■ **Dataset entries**
■ ■ ■ ■ ■ ■ ■
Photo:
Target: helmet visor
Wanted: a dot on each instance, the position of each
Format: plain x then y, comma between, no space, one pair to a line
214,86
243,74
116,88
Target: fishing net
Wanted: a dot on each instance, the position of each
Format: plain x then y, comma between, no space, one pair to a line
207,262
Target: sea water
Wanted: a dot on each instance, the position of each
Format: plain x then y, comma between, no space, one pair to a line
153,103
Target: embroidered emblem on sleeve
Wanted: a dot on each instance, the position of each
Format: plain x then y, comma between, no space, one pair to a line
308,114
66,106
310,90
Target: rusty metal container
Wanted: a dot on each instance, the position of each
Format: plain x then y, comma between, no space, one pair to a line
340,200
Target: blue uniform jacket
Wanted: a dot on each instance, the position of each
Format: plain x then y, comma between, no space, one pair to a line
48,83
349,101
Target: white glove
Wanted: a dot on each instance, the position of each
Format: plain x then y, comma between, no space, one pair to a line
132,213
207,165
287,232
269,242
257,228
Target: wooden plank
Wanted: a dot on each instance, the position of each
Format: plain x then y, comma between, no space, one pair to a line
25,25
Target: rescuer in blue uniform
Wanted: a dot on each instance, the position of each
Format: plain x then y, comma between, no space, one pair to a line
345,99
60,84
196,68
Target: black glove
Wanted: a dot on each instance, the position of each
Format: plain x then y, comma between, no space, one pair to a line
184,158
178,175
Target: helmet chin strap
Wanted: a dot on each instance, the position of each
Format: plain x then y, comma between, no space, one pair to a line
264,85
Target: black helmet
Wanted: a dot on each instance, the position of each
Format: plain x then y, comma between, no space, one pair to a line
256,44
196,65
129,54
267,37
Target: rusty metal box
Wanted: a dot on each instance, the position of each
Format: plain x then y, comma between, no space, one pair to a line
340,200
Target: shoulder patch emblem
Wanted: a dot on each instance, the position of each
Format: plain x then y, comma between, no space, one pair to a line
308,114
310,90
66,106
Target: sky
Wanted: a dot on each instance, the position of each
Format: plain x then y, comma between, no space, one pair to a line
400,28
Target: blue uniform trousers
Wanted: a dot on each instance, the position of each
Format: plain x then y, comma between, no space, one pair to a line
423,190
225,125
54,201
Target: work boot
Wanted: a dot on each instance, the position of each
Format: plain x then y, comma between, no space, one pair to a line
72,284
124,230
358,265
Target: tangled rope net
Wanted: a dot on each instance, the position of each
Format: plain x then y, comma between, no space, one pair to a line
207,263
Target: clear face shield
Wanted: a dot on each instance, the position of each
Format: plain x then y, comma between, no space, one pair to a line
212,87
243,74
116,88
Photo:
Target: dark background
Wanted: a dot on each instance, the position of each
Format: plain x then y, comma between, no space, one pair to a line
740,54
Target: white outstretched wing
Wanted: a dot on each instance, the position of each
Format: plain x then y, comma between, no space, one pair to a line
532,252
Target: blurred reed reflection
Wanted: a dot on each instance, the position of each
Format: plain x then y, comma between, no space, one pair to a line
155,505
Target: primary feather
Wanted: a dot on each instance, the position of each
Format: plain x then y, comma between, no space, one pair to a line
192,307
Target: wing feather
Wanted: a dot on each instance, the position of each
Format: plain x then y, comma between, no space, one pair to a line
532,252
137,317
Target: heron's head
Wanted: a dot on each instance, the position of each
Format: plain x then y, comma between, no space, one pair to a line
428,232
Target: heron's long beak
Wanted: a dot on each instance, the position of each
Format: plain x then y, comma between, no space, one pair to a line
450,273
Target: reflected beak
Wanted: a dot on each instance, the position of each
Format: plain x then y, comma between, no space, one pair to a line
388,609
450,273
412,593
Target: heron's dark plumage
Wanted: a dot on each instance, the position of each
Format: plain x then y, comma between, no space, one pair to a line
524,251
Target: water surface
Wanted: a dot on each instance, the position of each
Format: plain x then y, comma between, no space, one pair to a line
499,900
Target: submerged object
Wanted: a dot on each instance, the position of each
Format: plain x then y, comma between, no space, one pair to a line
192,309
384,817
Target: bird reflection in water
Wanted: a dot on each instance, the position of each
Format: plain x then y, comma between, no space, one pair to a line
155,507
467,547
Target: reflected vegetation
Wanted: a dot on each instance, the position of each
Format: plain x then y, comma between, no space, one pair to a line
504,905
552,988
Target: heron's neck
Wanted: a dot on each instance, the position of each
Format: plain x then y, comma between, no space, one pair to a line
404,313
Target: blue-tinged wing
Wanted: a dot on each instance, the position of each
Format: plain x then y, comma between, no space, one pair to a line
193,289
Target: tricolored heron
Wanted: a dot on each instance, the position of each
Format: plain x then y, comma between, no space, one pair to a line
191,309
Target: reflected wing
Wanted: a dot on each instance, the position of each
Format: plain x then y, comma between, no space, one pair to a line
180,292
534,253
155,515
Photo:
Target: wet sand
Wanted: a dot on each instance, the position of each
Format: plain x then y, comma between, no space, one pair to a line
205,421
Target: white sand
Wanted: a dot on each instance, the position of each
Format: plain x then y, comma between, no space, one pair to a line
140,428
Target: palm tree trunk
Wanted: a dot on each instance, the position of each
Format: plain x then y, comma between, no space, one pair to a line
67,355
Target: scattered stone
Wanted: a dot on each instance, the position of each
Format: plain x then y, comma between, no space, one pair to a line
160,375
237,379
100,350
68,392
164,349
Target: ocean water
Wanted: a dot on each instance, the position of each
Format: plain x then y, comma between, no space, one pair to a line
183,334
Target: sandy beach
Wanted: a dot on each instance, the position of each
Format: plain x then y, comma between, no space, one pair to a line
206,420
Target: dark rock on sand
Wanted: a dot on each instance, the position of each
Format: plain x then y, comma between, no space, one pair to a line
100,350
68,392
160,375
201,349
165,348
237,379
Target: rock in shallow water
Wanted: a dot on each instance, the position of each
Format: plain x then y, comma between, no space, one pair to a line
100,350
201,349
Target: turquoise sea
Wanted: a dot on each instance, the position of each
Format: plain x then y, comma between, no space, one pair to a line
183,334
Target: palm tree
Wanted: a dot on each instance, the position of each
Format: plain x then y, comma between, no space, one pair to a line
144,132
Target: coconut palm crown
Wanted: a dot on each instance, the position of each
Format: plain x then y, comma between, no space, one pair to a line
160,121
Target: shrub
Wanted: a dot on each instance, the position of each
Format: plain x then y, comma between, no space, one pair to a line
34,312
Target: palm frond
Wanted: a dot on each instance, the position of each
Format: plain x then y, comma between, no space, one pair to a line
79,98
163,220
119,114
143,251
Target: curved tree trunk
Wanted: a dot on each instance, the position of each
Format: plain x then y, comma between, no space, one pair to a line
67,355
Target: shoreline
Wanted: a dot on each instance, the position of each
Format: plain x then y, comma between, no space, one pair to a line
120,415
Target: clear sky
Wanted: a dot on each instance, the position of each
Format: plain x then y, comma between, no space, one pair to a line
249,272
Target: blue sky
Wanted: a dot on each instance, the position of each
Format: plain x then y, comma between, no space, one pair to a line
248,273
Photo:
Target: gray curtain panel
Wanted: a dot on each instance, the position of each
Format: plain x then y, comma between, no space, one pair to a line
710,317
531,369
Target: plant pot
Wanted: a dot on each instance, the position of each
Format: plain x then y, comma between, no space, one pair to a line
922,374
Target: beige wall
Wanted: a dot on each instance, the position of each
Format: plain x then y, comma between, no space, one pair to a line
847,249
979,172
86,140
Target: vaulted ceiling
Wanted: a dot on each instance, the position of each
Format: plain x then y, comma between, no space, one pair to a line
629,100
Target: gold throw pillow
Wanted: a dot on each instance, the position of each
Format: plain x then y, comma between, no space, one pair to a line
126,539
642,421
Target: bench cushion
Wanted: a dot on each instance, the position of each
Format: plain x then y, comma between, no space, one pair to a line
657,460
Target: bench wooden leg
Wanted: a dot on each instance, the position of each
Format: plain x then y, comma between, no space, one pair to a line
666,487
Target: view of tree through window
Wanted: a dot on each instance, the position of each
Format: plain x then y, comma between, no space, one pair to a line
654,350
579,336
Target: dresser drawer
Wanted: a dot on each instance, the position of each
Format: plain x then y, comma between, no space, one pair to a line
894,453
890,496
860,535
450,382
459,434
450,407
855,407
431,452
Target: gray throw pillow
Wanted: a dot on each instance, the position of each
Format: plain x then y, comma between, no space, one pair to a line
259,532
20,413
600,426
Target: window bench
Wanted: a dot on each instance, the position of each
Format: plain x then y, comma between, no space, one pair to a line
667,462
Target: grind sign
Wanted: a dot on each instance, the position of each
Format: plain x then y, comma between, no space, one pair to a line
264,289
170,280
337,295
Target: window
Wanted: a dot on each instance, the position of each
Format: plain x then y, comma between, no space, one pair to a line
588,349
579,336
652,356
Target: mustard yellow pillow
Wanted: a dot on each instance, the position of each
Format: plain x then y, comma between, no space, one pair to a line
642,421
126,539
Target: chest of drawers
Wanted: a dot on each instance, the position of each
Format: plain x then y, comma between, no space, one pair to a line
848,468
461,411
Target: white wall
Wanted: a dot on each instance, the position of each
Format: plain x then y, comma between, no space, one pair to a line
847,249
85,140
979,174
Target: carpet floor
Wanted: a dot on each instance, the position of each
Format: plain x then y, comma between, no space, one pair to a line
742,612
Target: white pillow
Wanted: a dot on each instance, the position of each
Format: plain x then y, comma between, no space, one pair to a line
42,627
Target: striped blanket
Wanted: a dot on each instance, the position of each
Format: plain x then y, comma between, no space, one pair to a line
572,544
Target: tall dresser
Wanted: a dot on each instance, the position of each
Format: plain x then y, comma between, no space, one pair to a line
■ ■ ■ ■ ■ ■ ■
■ **EXERCISE PROMPT**
Extract every line containing the string "beak" from the data above.

■ **EXERCISE SOLUTION**
Target: heron's long beak
Target: reflected beak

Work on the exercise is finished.